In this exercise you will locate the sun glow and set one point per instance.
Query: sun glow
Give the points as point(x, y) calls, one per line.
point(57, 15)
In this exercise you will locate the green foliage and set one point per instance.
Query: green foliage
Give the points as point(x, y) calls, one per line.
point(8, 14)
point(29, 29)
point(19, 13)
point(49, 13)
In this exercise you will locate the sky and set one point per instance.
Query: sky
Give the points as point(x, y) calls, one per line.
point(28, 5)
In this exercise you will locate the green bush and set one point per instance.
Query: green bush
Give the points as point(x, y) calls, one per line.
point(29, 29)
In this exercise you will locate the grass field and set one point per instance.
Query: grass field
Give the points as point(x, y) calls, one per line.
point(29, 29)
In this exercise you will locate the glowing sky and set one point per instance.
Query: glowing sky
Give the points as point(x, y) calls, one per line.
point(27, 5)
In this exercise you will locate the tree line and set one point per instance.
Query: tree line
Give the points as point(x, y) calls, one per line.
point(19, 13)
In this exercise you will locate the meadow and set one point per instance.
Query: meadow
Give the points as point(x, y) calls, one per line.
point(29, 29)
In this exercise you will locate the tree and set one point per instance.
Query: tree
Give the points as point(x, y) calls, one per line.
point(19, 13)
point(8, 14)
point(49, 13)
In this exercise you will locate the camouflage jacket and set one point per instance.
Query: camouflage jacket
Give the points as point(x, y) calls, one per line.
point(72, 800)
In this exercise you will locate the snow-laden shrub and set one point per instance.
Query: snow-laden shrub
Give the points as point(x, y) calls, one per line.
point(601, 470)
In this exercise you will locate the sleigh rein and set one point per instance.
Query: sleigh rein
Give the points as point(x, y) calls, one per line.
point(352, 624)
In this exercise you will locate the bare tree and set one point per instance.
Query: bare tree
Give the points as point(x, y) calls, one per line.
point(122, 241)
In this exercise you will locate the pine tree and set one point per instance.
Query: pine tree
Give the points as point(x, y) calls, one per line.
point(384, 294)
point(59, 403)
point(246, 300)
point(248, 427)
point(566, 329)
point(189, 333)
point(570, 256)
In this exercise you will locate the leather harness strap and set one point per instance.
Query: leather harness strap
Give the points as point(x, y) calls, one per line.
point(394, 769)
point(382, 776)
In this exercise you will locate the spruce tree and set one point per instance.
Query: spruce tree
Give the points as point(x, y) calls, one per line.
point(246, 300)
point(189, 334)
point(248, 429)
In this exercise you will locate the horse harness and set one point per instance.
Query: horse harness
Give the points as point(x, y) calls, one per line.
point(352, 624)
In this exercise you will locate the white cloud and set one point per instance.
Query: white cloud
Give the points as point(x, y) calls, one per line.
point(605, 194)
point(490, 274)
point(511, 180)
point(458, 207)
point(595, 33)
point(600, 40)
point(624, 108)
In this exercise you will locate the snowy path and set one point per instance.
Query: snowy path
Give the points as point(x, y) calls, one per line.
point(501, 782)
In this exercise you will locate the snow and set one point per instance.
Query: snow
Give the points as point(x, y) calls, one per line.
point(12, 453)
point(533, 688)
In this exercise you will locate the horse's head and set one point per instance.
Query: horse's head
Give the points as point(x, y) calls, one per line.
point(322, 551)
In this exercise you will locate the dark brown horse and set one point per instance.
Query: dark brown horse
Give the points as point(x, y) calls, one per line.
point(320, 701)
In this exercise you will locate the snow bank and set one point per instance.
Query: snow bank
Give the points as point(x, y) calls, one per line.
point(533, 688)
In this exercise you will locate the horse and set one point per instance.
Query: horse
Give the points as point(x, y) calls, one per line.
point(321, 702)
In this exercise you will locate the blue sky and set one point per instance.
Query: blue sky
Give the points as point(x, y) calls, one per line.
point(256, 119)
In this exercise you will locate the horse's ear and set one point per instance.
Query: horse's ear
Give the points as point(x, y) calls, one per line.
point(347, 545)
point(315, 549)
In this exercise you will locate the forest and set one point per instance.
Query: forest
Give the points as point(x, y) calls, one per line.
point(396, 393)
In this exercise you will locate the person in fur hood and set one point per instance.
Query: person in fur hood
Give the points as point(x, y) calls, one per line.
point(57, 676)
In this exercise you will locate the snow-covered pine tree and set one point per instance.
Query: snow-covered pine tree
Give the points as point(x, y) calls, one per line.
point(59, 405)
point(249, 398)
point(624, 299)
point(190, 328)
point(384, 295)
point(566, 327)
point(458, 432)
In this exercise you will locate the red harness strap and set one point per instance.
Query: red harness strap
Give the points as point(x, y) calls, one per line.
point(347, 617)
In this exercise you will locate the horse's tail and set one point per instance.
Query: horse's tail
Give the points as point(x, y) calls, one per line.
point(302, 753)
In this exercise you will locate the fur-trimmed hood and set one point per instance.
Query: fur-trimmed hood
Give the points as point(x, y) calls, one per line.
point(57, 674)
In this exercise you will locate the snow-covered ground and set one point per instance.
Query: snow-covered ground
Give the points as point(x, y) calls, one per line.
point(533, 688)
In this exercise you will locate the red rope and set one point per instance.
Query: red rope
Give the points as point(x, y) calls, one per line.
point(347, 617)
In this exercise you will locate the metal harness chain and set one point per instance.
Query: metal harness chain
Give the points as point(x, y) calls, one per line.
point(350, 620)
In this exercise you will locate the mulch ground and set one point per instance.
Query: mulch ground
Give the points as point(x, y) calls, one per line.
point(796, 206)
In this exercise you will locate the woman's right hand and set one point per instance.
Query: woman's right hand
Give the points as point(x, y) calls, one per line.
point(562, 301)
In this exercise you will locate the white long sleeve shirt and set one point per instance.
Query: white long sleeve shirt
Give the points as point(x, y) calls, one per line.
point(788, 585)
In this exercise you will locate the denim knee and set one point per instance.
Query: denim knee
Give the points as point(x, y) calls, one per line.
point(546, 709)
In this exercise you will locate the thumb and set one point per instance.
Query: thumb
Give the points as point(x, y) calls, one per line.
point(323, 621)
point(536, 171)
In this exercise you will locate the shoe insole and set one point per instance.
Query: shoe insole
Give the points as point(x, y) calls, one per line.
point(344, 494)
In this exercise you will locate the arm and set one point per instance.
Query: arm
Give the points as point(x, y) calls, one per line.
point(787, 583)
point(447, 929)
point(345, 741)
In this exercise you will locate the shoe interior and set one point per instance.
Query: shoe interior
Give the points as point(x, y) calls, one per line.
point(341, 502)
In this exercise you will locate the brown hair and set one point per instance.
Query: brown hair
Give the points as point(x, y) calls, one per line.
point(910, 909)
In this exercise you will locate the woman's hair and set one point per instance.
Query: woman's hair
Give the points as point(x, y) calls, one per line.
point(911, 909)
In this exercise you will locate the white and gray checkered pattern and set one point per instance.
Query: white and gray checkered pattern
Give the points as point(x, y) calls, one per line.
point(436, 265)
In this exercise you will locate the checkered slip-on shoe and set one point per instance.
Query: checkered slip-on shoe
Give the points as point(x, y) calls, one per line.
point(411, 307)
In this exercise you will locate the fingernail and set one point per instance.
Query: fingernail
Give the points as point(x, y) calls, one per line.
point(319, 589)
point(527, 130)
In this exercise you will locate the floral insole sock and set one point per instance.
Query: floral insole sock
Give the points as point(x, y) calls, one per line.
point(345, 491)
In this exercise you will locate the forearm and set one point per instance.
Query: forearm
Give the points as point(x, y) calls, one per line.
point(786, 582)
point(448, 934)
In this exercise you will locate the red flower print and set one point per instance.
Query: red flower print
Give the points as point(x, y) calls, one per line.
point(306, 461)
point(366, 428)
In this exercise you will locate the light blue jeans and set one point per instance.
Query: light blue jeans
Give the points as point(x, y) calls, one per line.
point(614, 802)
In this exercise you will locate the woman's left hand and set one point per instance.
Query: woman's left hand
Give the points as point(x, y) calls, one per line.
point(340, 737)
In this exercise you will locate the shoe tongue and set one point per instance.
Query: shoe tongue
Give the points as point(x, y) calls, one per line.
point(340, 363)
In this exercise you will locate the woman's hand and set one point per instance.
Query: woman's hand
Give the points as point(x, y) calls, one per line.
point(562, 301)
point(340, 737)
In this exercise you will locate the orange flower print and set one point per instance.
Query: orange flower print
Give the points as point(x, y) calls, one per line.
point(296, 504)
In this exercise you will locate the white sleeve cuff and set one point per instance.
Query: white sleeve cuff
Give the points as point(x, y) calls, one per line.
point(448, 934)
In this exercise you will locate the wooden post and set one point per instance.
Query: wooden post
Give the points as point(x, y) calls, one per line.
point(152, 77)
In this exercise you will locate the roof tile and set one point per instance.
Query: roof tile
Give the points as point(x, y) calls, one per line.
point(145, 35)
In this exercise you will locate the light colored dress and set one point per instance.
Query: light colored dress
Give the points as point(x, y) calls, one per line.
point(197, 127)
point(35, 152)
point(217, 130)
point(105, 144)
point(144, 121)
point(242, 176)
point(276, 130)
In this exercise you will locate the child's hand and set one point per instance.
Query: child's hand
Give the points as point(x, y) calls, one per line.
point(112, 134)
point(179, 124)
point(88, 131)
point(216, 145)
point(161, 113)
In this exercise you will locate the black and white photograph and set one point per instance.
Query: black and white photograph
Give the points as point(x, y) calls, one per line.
----
In the records above, find the line with "In this exercise you will locate the sky"; write out exactly that line and each one after it, stopping after the line with "Query: grass field".

• WRITTEN SOLUTION:
In this exercise you will locate the sky and set one point per instance.
Query: sky
Give the points as point(x, y) calls, one per line.
point(28, 5)
In this exercise you will locate the green bush and set one point per instance.
Query: green bush
Give the points as point(x, y) calls, one per line.
point(29, 29)
In this exercise you will locate the grass field and set one point per instance.
Query: grass field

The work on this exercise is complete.